_WHAT TO PRODUCE:_ From the line with "In this exercise you will label every instance of the white" to the final line of the records, reproduce every line exactly and only those lines.

Start of EXERCISE MATERIAL

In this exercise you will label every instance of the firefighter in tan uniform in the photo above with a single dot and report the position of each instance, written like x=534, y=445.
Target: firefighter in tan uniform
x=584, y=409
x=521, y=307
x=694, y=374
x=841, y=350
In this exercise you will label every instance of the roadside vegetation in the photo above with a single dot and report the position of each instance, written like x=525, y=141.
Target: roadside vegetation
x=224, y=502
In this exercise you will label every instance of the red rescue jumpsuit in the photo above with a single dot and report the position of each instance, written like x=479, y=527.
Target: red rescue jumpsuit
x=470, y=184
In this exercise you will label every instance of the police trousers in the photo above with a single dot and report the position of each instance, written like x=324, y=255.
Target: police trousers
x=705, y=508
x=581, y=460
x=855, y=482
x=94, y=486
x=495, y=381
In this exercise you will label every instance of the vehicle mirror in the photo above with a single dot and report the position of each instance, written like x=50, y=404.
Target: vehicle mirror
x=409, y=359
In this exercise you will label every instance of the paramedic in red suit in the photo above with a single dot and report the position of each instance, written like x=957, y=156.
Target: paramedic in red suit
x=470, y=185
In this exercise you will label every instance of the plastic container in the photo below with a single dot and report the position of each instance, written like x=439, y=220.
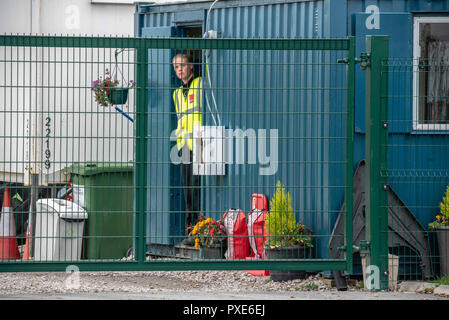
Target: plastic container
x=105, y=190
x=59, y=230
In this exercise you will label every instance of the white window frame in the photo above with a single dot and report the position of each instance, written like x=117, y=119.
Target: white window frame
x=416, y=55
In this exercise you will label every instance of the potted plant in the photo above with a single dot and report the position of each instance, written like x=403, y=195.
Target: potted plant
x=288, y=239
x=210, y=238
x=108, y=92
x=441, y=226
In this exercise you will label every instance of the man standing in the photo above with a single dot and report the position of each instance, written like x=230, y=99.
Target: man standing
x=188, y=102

End of EXERCISE MATERIAL

_SOLUTION FOR THIS TASK:_
In this exercise you will label every instance of the white window frame in the photo above with a single dot and report the position of each instance, written like x=117, y=119.
Target: white window frame
x=416, y=55
In this exercise you will label every instance of the potted plant in the photo above with a single dot and report the position of each instance, written like x=403, y=195.
Target: potted plant
x=288, y=239
x=210, y=238
x=108, y=92
x=441, y=226
In this exercise you will label every instance of the man standing in the photo above with a single dot and report the position of each instance, written like x=230, y=99.
Target: man standing
x=188, y=102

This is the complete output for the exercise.